# Assigned task
Show each line of the data below in which "slab" occurs.

[Source records]

>>>

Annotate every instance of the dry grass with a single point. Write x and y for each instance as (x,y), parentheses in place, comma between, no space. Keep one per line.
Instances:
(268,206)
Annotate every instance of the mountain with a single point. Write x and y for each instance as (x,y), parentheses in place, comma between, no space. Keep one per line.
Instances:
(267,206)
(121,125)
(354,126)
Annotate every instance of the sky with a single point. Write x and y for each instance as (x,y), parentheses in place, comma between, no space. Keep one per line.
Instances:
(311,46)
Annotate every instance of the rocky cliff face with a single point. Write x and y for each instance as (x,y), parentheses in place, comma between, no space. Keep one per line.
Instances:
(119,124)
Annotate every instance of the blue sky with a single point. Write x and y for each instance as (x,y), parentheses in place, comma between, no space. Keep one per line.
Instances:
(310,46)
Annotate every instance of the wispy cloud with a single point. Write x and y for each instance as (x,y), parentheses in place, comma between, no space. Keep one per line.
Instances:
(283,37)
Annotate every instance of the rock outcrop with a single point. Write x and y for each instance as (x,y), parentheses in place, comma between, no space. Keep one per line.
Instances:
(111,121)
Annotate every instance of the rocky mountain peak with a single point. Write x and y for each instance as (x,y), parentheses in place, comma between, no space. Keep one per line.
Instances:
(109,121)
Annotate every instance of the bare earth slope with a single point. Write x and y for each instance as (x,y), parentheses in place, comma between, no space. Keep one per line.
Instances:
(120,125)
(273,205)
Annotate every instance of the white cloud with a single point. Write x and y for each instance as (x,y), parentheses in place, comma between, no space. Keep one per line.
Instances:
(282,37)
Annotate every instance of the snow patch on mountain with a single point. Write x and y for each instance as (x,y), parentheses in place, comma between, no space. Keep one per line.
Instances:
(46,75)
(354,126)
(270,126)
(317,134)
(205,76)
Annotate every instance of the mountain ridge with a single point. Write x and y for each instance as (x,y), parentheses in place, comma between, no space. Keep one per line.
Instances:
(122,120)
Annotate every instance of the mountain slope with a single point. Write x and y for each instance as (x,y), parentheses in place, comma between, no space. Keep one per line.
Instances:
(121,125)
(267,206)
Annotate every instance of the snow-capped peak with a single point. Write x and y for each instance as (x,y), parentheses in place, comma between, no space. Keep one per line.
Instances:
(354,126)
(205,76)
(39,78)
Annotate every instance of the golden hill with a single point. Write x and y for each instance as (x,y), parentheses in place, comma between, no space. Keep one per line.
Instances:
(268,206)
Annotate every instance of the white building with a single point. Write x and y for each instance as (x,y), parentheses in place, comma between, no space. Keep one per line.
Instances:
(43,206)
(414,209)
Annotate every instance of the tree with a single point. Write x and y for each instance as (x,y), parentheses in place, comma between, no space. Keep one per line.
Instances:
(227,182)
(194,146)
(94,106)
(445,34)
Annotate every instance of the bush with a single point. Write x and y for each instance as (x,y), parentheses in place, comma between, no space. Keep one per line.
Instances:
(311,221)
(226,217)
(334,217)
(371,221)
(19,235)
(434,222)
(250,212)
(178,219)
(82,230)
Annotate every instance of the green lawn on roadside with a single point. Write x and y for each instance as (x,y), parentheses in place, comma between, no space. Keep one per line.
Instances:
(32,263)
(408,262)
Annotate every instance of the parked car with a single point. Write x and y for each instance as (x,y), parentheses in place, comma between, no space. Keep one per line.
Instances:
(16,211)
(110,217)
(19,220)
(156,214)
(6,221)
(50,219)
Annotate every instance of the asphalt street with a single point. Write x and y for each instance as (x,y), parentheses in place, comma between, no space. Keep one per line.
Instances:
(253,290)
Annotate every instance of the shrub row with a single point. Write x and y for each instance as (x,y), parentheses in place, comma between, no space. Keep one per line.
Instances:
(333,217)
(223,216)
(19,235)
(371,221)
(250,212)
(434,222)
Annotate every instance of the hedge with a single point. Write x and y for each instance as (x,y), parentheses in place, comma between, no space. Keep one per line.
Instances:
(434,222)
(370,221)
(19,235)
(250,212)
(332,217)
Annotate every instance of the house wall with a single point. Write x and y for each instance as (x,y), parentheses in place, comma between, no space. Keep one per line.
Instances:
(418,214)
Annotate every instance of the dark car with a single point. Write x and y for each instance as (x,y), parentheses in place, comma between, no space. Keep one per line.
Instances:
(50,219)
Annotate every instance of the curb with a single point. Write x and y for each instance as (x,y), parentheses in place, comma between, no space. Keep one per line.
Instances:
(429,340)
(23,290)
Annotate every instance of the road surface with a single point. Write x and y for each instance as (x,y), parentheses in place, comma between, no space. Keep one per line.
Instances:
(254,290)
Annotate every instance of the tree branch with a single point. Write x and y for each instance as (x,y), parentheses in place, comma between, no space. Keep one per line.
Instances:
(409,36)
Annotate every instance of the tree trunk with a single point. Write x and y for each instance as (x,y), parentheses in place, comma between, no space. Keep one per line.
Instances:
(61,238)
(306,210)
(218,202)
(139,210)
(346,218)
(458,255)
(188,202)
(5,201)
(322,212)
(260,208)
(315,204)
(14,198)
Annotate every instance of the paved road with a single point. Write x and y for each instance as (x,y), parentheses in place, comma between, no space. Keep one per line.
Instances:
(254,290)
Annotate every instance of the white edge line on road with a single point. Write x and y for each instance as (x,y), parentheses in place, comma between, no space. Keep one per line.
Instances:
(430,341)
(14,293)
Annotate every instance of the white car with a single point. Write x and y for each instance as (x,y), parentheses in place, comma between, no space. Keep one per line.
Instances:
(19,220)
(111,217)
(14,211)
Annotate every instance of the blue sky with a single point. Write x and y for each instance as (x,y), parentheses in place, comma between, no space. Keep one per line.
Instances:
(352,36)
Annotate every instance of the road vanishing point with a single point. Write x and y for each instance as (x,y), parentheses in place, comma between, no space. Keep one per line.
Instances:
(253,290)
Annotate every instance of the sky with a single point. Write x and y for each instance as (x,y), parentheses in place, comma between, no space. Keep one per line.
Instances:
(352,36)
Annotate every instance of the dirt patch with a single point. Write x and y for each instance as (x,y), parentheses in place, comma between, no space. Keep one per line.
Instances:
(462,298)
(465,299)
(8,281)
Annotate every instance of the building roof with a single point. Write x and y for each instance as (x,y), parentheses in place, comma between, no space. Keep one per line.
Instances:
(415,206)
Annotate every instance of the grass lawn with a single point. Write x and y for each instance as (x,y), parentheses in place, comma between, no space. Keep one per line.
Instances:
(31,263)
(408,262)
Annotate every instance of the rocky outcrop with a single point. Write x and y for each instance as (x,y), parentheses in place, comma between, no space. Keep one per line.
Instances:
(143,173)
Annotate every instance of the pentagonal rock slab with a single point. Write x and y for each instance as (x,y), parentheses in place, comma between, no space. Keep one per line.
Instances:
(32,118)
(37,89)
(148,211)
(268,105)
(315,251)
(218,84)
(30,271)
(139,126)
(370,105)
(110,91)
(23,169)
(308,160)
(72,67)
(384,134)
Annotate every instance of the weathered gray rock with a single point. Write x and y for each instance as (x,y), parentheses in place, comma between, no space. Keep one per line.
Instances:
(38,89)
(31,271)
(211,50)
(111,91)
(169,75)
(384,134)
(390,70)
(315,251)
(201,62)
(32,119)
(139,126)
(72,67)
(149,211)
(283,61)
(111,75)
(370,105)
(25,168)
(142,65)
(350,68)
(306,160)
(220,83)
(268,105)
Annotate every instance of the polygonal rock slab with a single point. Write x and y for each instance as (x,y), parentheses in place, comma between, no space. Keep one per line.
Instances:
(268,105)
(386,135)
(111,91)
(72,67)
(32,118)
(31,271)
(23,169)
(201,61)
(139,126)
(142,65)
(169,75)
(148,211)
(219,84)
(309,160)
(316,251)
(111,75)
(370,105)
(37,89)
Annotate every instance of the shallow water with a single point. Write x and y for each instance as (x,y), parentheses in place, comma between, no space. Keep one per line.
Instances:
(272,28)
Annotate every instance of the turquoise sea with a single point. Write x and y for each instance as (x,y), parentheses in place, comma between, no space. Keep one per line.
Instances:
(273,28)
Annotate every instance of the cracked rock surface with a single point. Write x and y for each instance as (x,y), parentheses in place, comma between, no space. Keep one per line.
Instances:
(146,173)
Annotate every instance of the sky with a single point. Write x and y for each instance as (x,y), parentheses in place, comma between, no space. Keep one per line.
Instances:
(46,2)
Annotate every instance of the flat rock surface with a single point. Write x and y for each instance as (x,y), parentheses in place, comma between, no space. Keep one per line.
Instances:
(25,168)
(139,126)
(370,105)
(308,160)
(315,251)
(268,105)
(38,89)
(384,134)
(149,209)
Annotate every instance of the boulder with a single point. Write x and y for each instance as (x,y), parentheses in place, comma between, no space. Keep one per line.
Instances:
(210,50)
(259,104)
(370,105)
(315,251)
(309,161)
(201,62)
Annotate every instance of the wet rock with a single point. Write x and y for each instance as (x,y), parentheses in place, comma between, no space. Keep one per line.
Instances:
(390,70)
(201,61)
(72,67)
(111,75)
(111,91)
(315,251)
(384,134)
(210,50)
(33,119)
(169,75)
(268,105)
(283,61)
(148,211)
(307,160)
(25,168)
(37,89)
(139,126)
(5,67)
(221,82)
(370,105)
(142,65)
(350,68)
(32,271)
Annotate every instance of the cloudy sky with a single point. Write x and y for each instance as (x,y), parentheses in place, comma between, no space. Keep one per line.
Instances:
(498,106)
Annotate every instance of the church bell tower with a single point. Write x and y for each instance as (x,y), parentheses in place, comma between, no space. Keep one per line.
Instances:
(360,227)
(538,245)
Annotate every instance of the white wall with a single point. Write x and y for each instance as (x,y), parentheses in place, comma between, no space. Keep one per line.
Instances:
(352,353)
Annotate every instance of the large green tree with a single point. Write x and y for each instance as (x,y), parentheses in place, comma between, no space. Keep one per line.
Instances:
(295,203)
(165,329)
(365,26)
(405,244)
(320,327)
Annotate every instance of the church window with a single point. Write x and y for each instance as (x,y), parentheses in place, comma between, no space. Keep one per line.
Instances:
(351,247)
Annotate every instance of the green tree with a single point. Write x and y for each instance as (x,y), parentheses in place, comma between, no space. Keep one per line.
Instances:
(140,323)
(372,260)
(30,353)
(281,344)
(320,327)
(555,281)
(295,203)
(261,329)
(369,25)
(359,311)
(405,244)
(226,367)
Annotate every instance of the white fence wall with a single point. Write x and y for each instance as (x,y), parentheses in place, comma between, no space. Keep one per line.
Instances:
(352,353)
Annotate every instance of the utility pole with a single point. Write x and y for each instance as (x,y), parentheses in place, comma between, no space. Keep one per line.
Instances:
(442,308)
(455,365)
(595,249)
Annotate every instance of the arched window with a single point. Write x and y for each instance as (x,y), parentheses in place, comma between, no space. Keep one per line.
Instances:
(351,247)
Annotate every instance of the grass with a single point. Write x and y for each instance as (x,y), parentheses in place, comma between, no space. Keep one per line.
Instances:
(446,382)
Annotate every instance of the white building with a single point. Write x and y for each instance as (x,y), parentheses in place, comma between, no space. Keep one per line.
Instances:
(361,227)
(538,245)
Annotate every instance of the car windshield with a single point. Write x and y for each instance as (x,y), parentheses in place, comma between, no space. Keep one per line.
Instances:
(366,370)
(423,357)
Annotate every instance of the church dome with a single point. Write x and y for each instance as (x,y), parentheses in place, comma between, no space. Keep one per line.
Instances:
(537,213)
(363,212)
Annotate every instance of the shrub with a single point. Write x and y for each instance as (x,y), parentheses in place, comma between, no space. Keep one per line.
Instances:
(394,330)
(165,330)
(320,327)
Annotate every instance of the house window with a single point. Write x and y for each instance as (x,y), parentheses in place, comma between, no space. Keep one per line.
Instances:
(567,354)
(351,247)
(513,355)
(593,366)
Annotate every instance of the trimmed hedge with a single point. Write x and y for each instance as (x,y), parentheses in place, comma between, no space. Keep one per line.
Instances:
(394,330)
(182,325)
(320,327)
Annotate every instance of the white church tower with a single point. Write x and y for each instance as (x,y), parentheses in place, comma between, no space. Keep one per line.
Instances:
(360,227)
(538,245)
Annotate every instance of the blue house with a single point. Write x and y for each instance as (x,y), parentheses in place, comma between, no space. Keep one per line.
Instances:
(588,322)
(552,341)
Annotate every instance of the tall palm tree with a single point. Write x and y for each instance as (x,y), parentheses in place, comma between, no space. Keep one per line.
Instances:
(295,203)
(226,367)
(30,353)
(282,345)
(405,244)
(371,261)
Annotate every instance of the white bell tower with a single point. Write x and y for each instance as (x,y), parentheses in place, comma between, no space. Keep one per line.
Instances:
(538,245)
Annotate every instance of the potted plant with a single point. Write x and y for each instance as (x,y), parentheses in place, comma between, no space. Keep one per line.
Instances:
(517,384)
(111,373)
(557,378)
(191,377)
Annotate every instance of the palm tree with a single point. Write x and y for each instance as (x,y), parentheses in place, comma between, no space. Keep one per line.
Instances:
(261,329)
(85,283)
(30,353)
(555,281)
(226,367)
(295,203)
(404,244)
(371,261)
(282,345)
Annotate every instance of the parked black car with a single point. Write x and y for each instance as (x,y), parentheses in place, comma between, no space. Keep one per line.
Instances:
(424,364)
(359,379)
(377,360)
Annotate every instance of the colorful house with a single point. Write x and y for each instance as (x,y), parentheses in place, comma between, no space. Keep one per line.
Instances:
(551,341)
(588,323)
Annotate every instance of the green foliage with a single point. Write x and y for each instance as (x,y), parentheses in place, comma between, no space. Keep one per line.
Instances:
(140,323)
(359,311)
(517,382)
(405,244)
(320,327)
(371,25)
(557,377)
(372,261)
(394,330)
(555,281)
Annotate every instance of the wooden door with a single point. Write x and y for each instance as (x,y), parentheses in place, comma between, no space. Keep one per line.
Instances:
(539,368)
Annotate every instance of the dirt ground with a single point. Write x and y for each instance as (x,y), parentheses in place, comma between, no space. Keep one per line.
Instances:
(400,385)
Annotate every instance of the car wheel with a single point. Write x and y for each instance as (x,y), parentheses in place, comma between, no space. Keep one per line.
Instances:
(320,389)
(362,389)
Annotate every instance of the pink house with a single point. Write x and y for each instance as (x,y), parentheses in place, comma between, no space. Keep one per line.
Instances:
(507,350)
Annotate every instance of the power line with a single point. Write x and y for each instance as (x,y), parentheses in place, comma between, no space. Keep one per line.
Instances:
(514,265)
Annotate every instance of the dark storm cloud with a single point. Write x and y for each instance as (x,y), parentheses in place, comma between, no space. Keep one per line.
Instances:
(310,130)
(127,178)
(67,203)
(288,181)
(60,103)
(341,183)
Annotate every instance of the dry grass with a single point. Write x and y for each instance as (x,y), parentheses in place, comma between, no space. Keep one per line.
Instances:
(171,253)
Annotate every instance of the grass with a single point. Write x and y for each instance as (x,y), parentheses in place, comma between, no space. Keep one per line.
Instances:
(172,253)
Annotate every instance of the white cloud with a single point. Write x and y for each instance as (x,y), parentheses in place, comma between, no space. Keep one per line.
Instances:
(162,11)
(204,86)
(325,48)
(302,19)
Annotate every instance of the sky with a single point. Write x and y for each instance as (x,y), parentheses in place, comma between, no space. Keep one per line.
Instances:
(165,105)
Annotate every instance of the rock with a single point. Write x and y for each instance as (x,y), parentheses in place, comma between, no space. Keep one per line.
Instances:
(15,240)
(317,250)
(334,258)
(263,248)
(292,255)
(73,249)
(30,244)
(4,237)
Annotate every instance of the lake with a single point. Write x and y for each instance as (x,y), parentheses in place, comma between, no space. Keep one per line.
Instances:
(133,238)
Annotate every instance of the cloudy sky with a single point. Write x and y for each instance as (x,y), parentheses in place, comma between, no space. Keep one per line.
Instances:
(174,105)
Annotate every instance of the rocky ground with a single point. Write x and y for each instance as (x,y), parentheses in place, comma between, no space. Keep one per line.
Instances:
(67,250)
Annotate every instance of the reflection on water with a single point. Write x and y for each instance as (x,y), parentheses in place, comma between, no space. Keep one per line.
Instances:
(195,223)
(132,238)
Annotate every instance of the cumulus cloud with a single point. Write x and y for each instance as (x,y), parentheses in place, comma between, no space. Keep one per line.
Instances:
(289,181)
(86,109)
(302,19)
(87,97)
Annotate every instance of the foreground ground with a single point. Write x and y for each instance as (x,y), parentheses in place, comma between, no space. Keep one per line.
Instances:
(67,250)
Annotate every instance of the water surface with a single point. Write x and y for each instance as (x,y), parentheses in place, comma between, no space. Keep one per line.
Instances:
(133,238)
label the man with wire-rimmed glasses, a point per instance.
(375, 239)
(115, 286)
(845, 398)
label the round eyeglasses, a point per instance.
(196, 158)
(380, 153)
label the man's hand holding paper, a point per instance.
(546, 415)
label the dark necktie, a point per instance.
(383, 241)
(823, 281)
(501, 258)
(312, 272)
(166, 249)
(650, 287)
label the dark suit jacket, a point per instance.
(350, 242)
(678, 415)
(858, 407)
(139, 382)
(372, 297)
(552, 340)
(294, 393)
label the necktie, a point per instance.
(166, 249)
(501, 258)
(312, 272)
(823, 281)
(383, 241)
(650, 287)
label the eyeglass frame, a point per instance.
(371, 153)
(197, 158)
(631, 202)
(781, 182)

<<<

# Task output
Annotate every instance of the pentagonal rock slab with a single point. Write x and y for each instance as (x,y), parentheses in place, comma between, no space. Keep one per line.
Annotate every instance of the polygonal rock slab with a single point. Write x and y for each instance as (x,y), parentheses in place, comma between, no space. Keep one per line.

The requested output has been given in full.